[start Data for this task]
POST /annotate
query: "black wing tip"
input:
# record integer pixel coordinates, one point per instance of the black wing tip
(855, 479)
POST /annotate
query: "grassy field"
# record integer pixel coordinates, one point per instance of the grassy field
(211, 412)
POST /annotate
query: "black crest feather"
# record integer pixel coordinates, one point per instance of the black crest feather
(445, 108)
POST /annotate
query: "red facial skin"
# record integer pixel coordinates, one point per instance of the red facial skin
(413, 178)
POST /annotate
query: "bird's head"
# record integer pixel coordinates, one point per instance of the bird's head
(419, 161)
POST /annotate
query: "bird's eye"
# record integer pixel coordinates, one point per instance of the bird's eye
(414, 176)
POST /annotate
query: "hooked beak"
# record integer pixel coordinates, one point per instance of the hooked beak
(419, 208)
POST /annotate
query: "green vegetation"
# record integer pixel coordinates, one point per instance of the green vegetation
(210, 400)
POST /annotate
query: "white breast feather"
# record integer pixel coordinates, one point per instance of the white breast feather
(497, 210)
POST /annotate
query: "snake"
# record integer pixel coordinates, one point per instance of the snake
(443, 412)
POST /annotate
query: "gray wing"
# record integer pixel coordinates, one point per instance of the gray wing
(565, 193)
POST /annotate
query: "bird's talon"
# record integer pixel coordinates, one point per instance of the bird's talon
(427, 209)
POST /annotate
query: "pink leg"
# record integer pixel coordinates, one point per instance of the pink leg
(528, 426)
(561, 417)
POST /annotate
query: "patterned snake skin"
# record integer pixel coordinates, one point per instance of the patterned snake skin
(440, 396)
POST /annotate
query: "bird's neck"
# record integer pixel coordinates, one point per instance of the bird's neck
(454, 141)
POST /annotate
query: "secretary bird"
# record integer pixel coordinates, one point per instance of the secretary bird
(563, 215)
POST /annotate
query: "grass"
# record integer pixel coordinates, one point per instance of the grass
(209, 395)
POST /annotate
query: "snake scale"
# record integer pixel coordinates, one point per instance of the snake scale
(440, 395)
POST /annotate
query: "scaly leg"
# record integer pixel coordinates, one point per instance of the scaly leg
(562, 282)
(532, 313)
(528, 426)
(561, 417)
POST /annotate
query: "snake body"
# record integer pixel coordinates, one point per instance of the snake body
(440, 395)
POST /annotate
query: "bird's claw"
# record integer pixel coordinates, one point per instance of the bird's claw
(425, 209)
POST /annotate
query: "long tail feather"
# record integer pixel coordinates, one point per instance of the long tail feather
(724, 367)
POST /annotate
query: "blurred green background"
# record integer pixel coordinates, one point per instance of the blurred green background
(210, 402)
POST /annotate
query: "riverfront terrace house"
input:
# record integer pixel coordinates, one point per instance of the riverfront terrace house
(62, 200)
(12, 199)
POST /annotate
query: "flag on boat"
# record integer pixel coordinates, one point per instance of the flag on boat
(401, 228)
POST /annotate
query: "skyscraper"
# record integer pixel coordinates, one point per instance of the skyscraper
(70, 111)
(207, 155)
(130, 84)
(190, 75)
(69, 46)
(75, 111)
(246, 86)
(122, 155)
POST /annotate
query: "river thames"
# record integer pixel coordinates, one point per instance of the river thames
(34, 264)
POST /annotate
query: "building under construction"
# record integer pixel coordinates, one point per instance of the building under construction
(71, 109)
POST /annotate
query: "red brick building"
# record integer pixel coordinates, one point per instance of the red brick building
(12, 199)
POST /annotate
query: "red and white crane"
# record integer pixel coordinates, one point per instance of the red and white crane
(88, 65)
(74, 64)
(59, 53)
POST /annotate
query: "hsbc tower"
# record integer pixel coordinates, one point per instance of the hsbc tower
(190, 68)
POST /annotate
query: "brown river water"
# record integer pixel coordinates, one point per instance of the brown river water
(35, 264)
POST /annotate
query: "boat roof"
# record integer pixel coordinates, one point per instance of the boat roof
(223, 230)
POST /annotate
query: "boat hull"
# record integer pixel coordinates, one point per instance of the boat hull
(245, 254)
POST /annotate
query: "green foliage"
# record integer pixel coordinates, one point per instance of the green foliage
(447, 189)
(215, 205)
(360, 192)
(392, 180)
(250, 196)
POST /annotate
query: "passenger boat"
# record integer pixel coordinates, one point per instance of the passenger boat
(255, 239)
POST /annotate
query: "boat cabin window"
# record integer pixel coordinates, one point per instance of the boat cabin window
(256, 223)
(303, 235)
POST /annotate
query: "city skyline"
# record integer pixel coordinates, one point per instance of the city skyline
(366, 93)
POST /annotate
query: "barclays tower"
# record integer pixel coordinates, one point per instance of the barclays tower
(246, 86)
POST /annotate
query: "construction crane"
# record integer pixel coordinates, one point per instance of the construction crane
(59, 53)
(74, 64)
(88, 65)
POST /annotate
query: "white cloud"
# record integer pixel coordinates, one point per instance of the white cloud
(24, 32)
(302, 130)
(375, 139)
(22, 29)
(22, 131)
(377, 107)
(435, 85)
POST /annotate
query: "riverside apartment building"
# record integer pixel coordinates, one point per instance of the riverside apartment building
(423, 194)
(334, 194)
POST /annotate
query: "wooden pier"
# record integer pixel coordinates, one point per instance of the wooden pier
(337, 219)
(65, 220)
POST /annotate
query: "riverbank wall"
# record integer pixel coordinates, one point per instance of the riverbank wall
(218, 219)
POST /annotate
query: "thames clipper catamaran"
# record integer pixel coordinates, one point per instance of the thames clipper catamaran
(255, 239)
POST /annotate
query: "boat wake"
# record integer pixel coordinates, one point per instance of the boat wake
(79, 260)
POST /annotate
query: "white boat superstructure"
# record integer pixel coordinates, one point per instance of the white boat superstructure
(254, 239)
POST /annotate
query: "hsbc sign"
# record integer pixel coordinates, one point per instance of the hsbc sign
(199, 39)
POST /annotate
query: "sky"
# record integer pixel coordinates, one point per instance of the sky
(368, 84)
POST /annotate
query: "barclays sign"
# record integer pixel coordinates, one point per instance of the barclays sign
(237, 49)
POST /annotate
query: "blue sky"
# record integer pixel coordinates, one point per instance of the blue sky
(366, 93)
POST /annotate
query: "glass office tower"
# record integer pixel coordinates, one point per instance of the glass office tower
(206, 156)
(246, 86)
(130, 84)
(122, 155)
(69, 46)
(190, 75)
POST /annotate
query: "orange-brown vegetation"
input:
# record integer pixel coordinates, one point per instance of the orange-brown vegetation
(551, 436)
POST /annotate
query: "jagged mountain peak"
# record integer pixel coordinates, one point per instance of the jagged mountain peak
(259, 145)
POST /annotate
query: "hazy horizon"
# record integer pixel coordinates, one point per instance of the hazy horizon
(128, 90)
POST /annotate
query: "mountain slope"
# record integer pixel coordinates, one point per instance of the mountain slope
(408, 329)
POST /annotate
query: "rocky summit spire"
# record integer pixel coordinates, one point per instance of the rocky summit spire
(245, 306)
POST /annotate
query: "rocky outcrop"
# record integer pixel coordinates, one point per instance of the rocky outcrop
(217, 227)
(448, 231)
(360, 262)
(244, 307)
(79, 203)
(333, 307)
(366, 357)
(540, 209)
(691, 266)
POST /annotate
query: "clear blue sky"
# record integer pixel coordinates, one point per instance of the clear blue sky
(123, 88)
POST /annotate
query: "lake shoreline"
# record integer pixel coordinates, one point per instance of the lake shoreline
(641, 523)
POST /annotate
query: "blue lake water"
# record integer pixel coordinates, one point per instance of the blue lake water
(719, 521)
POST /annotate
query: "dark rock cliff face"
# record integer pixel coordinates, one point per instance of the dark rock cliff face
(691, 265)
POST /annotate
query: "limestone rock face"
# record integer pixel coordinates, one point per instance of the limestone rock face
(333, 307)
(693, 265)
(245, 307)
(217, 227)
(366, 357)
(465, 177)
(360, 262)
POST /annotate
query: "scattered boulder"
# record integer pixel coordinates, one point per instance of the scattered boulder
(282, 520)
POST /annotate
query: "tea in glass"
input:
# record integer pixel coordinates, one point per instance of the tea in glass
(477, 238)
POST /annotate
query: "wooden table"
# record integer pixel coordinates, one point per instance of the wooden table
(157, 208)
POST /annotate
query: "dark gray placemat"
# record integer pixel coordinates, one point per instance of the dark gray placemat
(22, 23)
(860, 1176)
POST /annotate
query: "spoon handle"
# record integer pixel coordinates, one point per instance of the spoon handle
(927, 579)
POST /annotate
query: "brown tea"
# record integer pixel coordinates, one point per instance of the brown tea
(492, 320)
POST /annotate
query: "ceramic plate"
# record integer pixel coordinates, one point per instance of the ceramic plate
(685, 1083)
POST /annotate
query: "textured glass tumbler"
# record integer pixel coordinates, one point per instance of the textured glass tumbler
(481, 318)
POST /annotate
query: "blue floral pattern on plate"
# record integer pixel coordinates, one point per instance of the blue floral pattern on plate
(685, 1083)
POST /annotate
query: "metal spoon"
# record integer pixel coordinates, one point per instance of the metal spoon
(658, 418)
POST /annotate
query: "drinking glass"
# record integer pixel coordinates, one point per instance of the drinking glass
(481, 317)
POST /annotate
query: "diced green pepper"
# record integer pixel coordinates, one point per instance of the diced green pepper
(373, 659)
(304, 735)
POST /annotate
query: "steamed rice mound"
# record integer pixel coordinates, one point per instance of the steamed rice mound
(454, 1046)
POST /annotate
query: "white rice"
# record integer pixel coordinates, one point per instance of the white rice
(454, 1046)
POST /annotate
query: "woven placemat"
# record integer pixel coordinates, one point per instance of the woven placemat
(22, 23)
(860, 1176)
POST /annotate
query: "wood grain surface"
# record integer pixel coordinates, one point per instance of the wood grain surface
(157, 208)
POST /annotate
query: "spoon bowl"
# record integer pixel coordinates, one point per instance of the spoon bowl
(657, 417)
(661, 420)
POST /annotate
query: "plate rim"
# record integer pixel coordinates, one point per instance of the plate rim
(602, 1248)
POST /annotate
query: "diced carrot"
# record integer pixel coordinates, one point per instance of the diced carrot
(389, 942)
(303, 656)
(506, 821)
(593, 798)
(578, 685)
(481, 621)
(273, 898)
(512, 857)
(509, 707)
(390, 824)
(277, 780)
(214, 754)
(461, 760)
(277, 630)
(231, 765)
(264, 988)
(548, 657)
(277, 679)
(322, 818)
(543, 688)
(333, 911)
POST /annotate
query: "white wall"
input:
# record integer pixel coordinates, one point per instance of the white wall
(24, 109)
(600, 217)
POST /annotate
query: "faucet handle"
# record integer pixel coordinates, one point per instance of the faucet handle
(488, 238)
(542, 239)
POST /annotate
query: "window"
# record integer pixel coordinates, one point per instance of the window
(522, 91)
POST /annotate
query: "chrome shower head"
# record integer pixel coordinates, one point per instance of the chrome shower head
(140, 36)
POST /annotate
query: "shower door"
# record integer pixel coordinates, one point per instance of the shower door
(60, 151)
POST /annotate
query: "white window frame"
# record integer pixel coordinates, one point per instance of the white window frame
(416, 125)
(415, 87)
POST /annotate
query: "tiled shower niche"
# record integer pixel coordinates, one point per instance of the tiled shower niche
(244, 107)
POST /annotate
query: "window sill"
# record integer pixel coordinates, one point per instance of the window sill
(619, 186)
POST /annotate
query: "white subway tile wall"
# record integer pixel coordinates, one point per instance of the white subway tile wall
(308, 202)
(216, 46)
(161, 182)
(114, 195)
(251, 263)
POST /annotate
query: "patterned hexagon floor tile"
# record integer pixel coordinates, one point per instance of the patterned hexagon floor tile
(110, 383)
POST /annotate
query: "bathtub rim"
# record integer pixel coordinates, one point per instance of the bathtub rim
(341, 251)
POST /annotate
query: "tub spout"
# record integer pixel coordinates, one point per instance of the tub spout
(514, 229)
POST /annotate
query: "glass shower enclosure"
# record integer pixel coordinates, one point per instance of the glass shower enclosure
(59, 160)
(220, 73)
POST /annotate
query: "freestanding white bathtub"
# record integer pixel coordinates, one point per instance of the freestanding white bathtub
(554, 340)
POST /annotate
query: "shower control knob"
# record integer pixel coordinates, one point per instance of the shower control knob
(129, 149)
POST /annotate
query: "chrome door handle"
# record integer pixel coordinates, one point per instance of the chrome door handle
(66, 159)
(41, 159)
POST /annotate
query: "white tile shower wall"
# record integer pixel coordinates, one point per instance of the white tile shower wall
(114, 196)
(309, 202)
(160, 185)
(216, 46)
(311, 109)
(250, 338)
[end Data for this task]
**The task:** Count the lines in the material above that contain the string "wing". Reply with the number alone.

**Result of this task:** 4